_YOUR ASSIGNMENT:_ Each line below is to be copied exactly; images do not go into the copy.

_EXTRACTED DATA:_
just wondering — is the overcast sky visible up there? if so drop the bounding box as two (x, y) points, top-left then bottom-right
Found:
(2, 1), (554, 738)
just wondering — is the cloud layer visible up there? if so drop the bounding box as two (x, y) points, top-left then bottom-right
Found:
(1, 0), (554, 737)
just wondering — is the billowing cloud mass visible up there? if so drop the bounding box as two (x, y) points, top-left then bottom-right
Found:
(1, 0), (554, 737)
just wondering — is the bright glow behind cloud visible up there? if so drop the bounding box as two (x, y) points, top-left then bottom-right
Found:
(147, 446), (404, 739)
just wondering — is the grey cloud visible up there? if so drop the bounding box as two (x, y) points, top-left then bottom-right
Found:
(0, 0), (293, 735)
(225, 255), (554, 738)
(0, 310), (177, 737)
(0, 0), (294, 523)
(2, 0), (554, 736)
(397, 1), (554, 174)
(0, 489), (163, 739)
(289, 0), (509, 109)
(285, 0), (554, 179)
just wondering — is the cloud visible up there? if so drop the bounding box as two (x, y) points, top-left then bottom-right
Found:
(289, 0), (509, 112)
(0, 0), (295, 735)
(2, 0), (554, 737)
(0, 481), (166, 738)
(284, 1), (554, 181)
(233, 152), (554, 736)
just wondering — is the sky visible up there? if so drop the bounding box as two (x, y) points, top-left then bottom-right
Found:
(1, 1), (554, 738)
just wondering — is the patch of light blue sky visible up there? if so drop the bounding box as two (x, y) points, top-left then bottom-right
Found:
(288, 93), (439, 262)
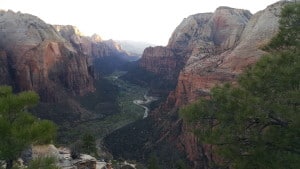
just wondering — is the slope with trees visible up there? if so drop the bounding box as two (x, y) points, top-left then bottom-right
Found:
(181, 2), (300, 169)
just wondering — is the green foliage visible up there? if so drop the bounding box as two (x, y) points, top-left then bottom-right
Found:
(81, 133), (97, 156)
(0, 86), (57, 169)
(175, 160), (189, 169)
(27, 157), (60, 169)
(147, 154), (161, 169)
(181, 3), (300, 169)
(70, 133), (97, 159)
(266, 3), (300, 50)
(59, 72), (147, 144)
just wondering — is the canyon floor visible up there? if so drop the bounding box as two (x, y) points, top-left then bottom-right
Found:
(55, 71), (161, 160)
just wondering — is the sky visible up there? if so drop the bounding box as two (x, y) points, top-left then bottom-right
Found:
(0, 0), (280, 45)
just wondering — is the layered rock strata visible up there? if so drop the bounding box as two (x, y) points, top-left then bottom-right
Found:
(0, 10), (94, 101)
(54, 25), (132, 63)
(174, 3), (283, 106)
(139, 2), (286, 168)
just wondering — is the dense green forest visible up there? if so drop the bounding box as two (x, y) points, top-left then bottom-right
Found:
(181, 3), (300, 169)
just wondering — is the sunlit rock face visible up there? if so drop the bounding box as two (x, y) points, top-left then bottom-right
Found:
(138, 6), (252, 82)
(145, 1), (285, 168)
(54, 25), (121, 58)
(54, 25), (133, 64)
(0, 10), (94, 102)
(173, 2), (283, 107)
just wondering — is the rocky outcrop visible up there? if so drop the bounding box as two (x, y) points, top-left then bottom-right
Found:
(173, 2), (283, 106)
(145, 1), (286, 168)
(0, 10), (94, 102)
(0, 50), (12, 85)
(0, 10), (135, 123)
(22, 145), (98, 169)
(138, 7), (252, 82)
(72, 154), (97, 169)
(54, 25), (134, 76)
(139, 46), (182, 80)
(54, 25), (132, 62)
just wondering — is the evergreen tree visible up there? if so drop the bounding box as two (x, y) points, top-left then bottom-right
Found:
(147, 154), (161, 169)
(26, 157), (60, 169)
(0, 86), (56, 169)
(181, 3), (300, 169)
(266, 3), (300, 49)
(81, 133), (97, 156)
(70, 133), (97, 159)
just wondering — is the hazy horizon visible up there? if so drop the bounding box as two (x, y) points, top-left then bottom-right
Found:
(1, 0), (280, 45)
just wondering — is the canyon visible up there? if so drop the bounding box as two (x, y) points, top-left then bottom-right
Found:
(0, 10), (95, 102)
(0, 10), (138, 125)
(0, 1), (291, 169)
(105, 1), (288, 169)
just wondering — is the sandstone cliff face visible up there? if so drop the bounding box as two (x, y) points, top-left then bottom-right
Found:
(0, 10), (94, 101)
(54, 25), (134, 76)
(146, 2), (286, 168)
(174, 2), (283, 106)
(54, 25), (131, 62)
(0, 50), (12, 85)
(139, 7), (252, 82)
(138, 46), (182, 80)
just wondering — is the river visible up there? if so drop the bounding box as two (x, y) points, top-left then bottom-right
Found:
(133, 94), (158, 118)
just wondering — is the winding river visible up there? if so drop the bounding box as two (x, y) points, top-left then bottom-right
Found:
(133, 94), (158, 118)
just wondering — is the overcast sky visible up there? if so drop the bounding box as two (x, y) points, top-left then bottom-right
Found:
(1, 0), (280, 45)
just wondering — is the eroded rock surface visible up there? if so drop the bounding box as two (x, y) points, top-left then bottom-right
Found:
(0, 10), (94, 102)
(138, 2), (286, 168)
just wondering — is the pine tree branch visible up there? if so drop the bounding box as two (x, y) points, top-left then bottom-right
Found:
(268, 114), (289, 127)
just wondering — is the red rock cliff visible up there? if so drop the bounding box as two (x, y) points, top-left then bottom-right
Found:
(139, 46), (182, 80)
(54, 25), (132, 62)
(148, 2), (286, 168)
(173, 3), (283, 106)
(0, 10), (94, 102)
(138, 13), (211, 81)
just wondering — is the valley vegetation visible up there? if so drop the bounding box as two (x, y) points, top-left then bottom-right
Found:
(181, 2), (300, 169)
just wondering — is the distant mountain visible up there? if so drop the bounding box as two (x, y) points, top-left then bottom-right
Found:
(116, 40), (155, 58)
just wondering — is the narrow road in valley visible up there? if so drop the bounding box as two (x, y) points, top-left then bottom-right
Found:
(133, 94), (158, 118)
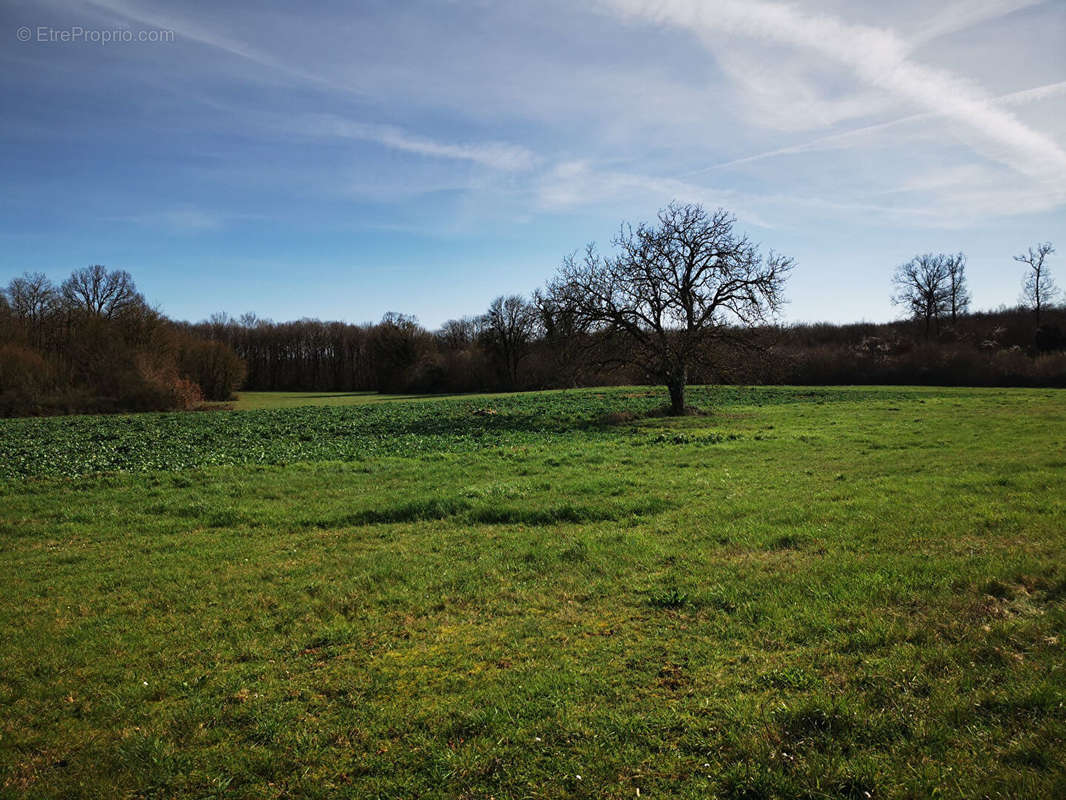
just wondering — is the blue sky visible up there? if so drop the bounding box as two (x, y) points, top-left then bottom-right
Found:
(2, 0), (1064, 327)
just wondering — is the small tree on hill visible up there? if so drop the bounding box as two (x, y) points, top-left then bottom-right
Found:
(1016, 242), (1058, 325)
(892, 254), (950, 338)
(944, 252), (970, 324)
(547, 202), (792, 415)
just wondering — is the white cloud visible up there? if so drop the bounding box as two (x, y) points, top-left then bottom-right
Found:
(536, 160), (723, 209)
(297, 115), (536, 172)
(533, 160), (794, 227)
(999, 80), (1066, 107)
(58, 0), (1066, 232)
(77, 1), (537, 175)
(106, 207), (231, 232)
(911, 0), (1044, 46)
(710, 43), (896, 132)
(80, 0), (347, 92)
(599, 0), (1066, 184)
(705, 79), (1066, 172)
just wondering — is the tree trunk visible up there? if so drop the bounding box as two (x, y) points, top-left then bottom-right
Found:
(667, 379), (686, 416)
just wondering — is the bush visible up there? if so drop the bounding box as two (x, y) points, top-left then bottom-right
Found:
(129, 358), (204, 411)
(0, 344), (54, 395)
(177, 338), (246, 401)
(0, 345), (57, 416)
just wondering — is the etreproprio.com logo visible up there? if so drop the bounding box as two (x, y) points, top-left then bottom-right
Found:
(17, 25), (175, 44)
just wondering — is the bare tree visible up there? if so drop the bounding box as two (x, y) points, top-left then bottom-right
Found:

_WRITTEN RESPONSE:_
just wondering — is the overcast sky visible up there? if so drop the bounding box as two (x, y) points, top-left then bottom-right
Found:
(2, 1), (554, 738)
just wondering — is the cloud layer visible up there? if so drop the bounding box as two (x, y) points, top-left then bottom-right
Found:
(1, 0), (554, 737)
just wondering — is the billowing cloud mass visible up there? if so drop the bounding box as two (x, y) points, top-left then bottom-right
Found:
(1, 0), (554, 737)
just wondering — is the bright glow behind cloud visible up there? if so drop the bounding box as two (x, y) points, top-left then bottom-right
Found:
(147, 446), (404, 739)
just wondering — is the grey cloud visible up there? if so drop the bounding box as two (x, y) points, top-left then bottom-right
Found:
(0, 0), (293, 735)
(225, 255), (554, 738)
(0, 310), (177, 737)
(0, 0), (294, 523)
(2, 0), (554, 736)
(397, 1), (554, 174)
(0, 489), (163, 739)
(289, 0), (509, 109)
(285, 0), (554, 179)
just wondering — is the cloud visible up there? if so drop the bounding box as two (x, y) points, top-left then bottom-right
Found:
(289, 0), (509, 112)
(0, 0), (295, 735)
(2, 0), (554, 737)
(0, 481), (166, 738)
(284, 1), (554, 181)
(233, 152), (554, 736)
just wondering — is the sky visible up there? if so drop the bounding box as two (x, y) points, top-left then bottom-right
Found:
(1, 1), (554, 738)
just wondering — is the patch of light blue sky visible up there? if so drop the bounding box as two (x, y) points, top-left then bottom-right
Found:
(288, 93), (439, 262)
just wondering — is the slope with trees visible up there? if so drop the bounding box as two (x, y) points, top-left then bottom-right
Found:
(181, 2), (300, 169)
just wondering — is the green foliage visible up there? if so drop the bounding box as two (x, y) points, top-left then bottom-right
Found:
(81, 133), (97, 156)
(0, 86), (57, 169)
(175, 160), (189, 169)
(27, 157), (60, 169)
(147, 154), (161, 169)
(181, 3), (300, 169)
(70, 133), (97, 159)
(266, 3), (300, 50)
(59, 72), (147, 144)
just wondering — is the canyon floor visible up there? if so drop the bounding box as two (x, y) points, top-left then bottom-right
Found:
(55, 71), (161, 160)
just wondering — is the sky visible up there? if so drop the bounding box as two (x, y) points, top-left then bottom-right
Found:
(0, 0), (280, 45)
just wondering — is the layered rock strata visible up there? if so drop the bounding box as two (x, y) points, top-left then bottom-right
Found:
(0, 10), (94, 101)
(54, 25), (132, 63)
(174, 3), (283, 106)
(139, 2), (286, 168)
just wondering — is the dense green forest visible up there? if so drop the bounding box as two (x, y) points, top-left then bottom-right
Found:
(181, 3), (300, 169)
just wondering — is the sunlit rock face visible up there? if so drop the bounding box as two (x, y) points, top-left then bottom-right
Found:
(138, 6), (252, 82)
(145, 1), (285, 168)
(54, 25), (121, 58)
(54, 25), (133, 64)
(0, 10), (94, 102)
(173, 2), (283, 107)
just wondering — is the rocky outcrop visible up there? if so drop the bounding box as two (x, y) points, top-left then bottom-right
Found:
(173, 2), (283, 106)
(145, 1), (286, 168)
(0, 10), (94, 102)
(0, 50), (12, 85)
(0, 10), (135, 123)
(22, 145), (98, 169)
(138, 7), (252, 82)
(72, 154), (97, 169)
(54, 25), (134, 76)
(139, 46), (182, 80)
(54, 25), (132, 62)
just wondering — is the evergreen tree visible up there? if so drop the bounding box as two (x, y) points, top-left then bottom-right
Found:
(147, 154), (161, 169)
(26, 157), (60, 169)
(0, 86), (56, 169)
(181, 3), (300, 169)
(266, 3), (300, 49)
(81, 133), (97, 156)
(70, 133), (97, 159)
just wondering — is the hazy horizon visible up there? if so drop the bounding box as two (x, y) points, top-left then bottom-right
Found:
(1, 0), (280, 45)
just wondering — is the canyon visible up there? if so drop the bounding box as two (x, y) points, top-left then bottom-right
Found:
(0, 10), (95, 102)
(0, 10), (138, 125)
(0, 1), (291, 169)
(105, 1), (288, 169)
just wondering — is the sandstone cliff face visible up there? if so drop the bounding box as two (x, y) points, top-left then bottom-right
Found:
(0, 10), (94, 101)
(54, 25), (134, 76)
(146, 2), (286, 168)
(174, 2), (283, 106)
(54, 25), (131, 62)
(0, 50), (12, 85)
(139, 7), (252, 82)
(138, 46), (182, 80)
just wondering — is the river visible up there? if so drop the bounding box as two (x, y) points, top-left then bottom-right
Found:
(133, 94), (158, 118)
just wondering — is the winding river visible up there? if so drop the bounding box as two (x, y) points, top-left then bottom-right
Found:
(133, 94), (158, 118)
just wondering — is the overcast sky visible up there? if so drop the bounding box as two (x, y) points, top-left then bottom-right
Found:
(1, 0), (280, 45)
just wondering — is the eroded rock surface visible up there? if so drop the bounding box as two (x, y) points, top-left then bottom-right
Found:
(0, 10), (94, 102)
(138, 2), (286, 168)
just wondering — is the pine tree branch visible up there? if so drop the bounding box as two (x, y) points, top-left then bottom-right
Found:
(268, 114), (289, 127)
just wondering — is the red rock cliff visible up there? if so drop the bounding box as two (x, y) points, top-left then bottom-right
Found:
(139, 46), (182, 80)
(54, 25), (132, 62)
(148, 2), (286, 168)
(173, 3), (283, 106)
(0, 10), (94, 102)
(138, 13), (211, 81)
just wondering — is the valley vegetation visible up there? if so drop the bounding box as two (x, y) points, top-left then bottom-right
Found:
(181, 2), (300, 169)
just wondering — is the distant mountain visible up there? if so drop the bounding box as two (x, y) points, top-left then bottom-right
Found:
(116, 40), (155, 58)
just wondering — is the narrow road in valley visible up there? if so drop the bounding box as two (x, y) points, top-left then bottom-right
Found:
(133, 94), (158, 118)
just wondering — is the blue sky visible up there? if so drop the bounding box as two (x, y) points, top-left then bottom-right
Found:
(2, 0), (1064, 327)
just wondering — is the small tree on hill visible up there? if so drop the bounding box as two (x, y) points, top-left then bottom-right
Found:
(1016, 242), (1058, 325)
(892, 254), (950, 338)
(944, 252), (970, 324)
(547, 202), (792, 415)
just wondering — is the white cloud visible up there? if so drop the bounding box as two (x, y) points, top-left then bottom-right
Found:
(536, 160), (723, 209)
(297, 115), (536, 172)
(533, 160), (794, 227)
(999, 80), (1066, 107)
(58, 0), (1066, 232)
(77, 1), (537, 175)
(106, 207), (231, 232)
(911, 0), (1044, 46)
(710, 43), (896, 132)
(80, 0), (347, 92)
(599, 0), (1066, 184)
(705, 79), (1066, 172)
just wondering — is the tree trunk visible up there? if so drop the bounding box as two (x, y) points, top-left then bottom-right
Found:
(667, 379), (686, 416)
just wondering — is the bush visible up there? if so drop the bounding box as two (x, y) points, top-left then bottom-right
Found:
(129, 358), (204, 411)
(0, 344), (54, 395)
(177, 338), (246, 401)
(0, 345), (57, 416)
just wondering — is the etreproprio.com logo visible up there? if so drop the bounding box as two (x, y) points, top-left then bottom-right
Found:
(17, 25), (175, 44)
just wondering — is the bare tree visible up there? if so drop the bounding box as two (x, y) points, top-left then bottom-right
Found:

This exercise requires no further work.